# London theatre - Woman in Black?



## nonutrix (Oct 15, 2009)

I'm looking at buying tickets for this play for our (two adults and a teenage son) trip coming up in late December.  Can anyone tell me about _The Woman in Black_?

Thanks in advance!

nonutrix


----------



## wauhob3 (Oct 15, 2009)

nonutrix said:


> I'm looking at buying tickets for this play for our (two adults and a teenage son) trip coming up in late December.  Can anyone tell me about _The Woman in Black_?
> 
> Thanks in advance!
> 
> nonutrix




We saw it in 2000. It was well done and a spooky play.


----------



## MULTIZ321 (Oct 15, 2009)

The Woman in Black - London Theatre Guide Review


Richard


----------



## DebBrown (Oct 15, 2009)

A wonderful show!  We saw it a couple of years ago.  My son was maybe 18 and it was his favorite of all the London theatre.  It is a well told spooky ghost story.

Deb


----------



## x3 skier (Oct 17, 2009)

Another one you might enjoy is The 39 Steps. Saw it last year at the Criterion and even went back for a second helping this year. I also recommend Oliver at the The Royal Drury Lane.

Cheers


----------



## Sue S (Oct 31, 2009)

No No No!!! Not the Woman in Black, not if you're a parent!!!  I went to see it with my sisters a few years back and we left feeling really low...  It's a brilliant play but a very disturbing ending.

▶ _Record extracts_
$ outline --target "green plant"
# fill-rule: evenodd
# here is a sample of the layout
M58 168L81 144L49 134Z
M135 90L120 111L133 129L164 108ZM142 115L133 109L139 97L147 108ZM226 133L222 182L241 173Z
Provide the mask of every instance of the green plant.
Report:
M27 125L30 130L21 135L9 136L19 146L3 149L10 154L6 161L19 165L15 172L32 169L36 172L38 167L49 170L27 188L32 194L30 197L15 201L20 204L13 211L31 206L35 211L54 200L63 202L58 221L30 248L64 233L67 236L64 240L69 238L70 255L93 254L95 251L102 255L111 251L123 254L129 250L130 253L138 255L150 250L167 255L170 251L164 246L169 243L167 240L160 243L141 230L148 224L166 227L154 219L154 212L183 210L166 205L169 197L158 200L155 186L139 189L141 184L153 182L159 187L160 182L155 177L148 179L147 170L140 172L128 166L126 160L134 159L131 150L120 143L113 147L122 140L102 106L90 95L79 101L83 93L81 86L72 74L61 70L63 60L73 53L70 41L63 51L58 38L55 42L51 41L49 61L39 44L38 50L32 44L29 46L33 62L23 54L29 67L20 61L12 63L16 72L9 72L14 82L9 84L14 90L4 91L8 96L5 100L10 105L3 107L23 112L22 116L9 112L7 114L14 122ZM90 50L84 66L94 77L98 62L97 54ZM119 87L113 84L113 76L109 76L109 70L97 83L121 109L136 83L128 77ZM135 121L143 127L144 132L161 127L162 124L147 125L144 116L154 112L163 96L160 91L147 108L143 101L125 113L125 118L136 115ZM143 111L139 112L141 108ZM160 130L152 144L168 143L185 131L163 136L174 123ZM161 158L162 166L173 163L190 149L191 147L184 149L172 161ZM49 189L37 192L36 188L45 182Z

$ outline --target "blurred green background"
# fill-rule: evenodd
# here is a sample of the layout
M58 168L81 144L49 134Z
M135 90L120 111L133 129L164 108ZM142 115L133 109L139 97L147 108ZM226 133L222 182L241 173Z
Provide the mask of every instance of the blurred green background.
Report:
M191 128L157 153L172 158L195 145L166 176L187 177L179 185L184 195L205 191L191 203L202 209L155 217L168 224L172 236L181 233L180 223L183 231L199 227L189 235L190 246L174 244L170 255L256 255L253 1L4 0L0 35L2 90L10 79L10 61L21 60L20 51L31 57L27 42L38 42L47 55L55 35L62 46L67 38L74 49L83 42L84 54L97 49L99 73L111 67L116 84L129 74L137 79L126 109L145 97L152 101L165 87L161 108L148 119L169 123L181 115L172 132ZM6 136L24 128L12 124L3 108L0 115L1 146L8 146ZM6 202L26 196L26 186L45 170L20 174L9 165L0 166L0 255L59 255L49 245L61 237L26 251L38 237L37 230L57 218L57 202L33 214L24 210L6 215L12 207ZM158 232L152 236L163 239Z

▶ _Short exercise 1_
Display each line of the records that contains the string "blurred".
▶ _Short exercise 2_
Proceed with the forum thread about seeing The Woman in Black in London, starting after its last post.
The forum thread and the records are independent of each other.

▶ _Output 1_
$ outline --target "blurred green background"
Provide the mask of every instance of the blurred green background.

▶ _Output 2_
----------



## Carlsbadguy (Oct 31, 2009)

I second 39 steps - saw it on a trip this August.  Bought cheap last min tx thru lastminute.com and wound up sitting in the first row.


----------



## nonutrix (Nov 3, 2009)

We saw 39 Steps last Thanksgiving - loved it!

Tell me some more about the disturbing ending.  My son is a very jaded 15 yr old, by that time soon to be 16.

Thanks!

nonutrix


----------



## Kazy (Nov 4, 2009)

We saw Woman in Black when we were in London in the fall.  We loved the play but the ending is very chilling and unsettling.  It is hard to amplify on the ending without ruining the play for you.  I know it is hard to decide without knowing specific content but there are so many fabulous plays in London, why take a chance?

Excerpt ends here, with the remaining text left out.